ページ抜粋.
_____
4.どの子も健やかに成長できる教育や生涯学習の充実を

安全な学校・園施設のために

○通学路の安全確保のために、街路灯の増設などをすすめること。
○特別教室や体育館などにも緊急通報の体制を確立すること。
○学校施設の設備改善を図り、エレベーター設置する学校を増やすこと。

ゆきとどいた教育のために

○全国学力テストは参加しないこと。
○習熟度別授業はやめること。
○「日の丸」「君が代」の押しつけをやめること。
○中学校で加配教員を増やすこと。
○支援学級のサポート教室(富田小学校)は、全市域の送迎を保障し、職 員体制、とりわけ医師の派遣回数など、療育面の充実をはかること。ま た、校区の支援学級の設備改善や職員配置を増やすこと。
○教育センターで行っている適応指導教室の常勤研究員・指導員・訪問指導員の体制を抜本的に拡充すること。
○ADHD(高機能自閉児)、LD児(学習障害児)への個別支援の対応を充実 し、保護者などが相談できる体制を確立すること。
○「人権教育基本方針・人権教育推進プラン」に基づく、同和教育の推進をやめること。

安全でおいしい学校給食のために

○米飯給食を週3回(現在週2.5回、年間93回うち77回地元米使用)に増やし、高槻産米使用の回数、年4回の米粉パンの使用回数を増やすこと。
○学校給食の栄養士を1人3校担当から2校担当に増やすこと。
○輸入食材をできるだけ使用しないこと。
○中学校給食を直営方式を維持すること。
○学校食材の放射能検査の品目を増やすこと。

図書館行政について

○図書館への指定管理者制度の導入は絶対に行わないこと。
○正規職員の司書を増やすこと。また、分館にも司書職員配置を適正に行うこと。
○上牧駅前や南東部地域に図書館建設を推進すること。
○図書購入費や資料購入費のための予算増額を図ること。視聴覚資料(CD、DVD等)や団体貸出し資料の充実を図ること。
○対面朗読や読み聞かせのボランティアへの交通費やコピー代を支給すること。

幼稚園教育の充実のために

○公立幼稚園の4歳保育は、希望児全員が入園できるよう定員増など改善すること。
○全園への養護教諭配置を計画的に進めること。就労支援型保育で給食を実施すること。
○私立幼稚園保護者へ公私間格差是正のための補助を拡充すること。とりわけ4、5歳児への就園奨励費補助を引き上げること。

5.農林業や商工業の振興で活気ある高槻を

都市近郊農業と森林保全のために

○生産緑地の指定は、面積要件など国に条件緩和を求めること。
○農林業が続けられるように作業道整備への助成制度を創設すること。
○30年間農業することを義務づけられている生産緑地周辺での開発は、営農条件を配慮した指導を行うこと。
○市街化調整区域や農業振興地域の農地を保全するよう努力すること。
○地産地消をさらにすすめ、特産品の育成、産直運動・朝市への援助を拡 大すること。
○府森林組合がとりくむ大阪材の利用促進への補助制度を創設すること。
○山林保全のため間伐への助成、立枯れ、後継者育成などを強めること。
_____
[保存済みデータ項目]
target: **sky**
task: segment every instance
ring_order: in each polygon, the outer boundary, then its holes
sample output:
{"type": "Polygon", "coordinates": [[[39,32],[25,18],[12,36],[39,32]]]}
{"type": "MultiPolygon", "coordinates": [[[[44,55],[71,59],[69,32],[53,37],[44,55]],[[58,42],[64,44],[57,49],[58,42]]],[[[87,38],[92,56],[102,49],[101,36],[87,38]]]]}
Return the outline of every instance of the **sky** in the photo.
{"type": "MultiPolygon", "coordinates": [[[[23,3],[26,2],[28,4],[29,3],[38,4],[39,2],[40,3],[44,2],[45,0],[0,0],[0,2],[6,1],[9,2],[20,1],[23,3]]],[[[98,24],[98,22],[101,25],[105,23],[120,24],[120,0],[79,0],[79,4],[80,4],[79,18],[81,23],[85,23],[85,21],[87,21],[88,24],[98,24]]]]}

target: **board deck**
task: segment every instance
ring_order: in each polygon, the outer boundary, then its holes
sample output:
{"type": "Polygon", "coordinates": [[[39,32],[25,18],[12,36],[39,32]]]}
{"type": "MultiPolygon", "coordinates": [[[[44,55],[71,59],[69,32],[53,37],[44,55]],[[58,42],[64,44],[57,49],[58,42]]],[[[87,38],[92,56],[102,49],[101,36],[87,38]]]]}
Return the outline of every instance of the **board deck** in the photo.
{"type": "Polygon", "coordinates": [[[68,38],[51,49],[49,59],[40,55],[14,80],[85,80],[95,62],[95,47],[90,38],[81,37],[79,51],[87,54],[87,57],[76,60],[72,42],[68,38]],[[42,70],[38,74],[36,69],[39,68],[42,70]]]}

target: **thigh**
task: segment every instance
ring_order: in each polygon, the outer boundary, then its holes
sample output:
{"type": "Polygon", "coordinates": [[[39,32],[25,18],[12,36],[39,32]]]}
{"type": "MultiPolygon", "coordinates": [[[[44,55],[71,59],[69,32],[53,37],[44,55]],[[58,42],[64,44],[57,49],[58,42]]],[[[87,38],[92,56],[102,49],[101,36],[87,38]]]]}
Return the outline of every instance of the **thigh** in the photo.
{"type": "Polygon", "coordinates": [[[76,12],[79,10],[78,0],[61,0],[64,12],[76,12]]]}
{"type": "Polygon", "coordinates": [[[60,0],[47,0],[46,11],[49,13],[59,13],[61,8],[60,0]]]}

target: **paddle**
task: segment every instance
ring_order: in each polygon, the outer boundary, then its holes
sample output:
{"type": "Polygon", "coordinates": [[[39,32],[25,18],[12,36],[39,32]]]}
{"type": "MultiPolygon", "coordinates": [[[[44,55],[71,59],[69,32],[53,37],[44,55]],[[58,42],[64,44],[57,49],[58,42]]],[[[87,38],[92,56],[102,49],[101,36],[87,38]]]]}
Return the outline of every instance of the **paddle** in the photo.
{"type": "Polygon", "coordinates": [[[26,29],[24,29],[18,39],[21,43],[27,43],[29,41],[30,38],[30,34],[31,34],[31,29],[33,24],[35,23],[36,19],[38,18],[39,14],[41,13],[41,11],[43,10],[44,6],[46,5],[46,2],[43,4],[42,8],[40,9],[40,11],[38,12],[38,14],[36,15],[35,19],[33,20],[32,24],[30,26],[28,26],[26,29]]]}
_____
作業指示.
上のページ抜粋のうち、「ゆきとどいた教育のために」で始まり「体制を抜本的に拡充すること。」で終わる部分を、一字も変えずに返すこと。

解答.
ゆきとどいた教育のために

○全国学力テストは参加しないこと。
○習熟度別授業はやめること。
○「日の丸」「君が代」の押しつけをやめること。
○中学校で加配教員を増やすこと。
○支援学級のサポート教室(富田小学校)は、全市域の送迎を保障し、職 員体制、とりわけ医師の派遣回数など、療育面の充実をはかること。ま た、校区の支援学級の設備改善や職員配置を増やすこと。
○教育センターで行っている適応指導教室の常勤研究員・指導員・訪問指導員の体制を抜本的に拡充すること。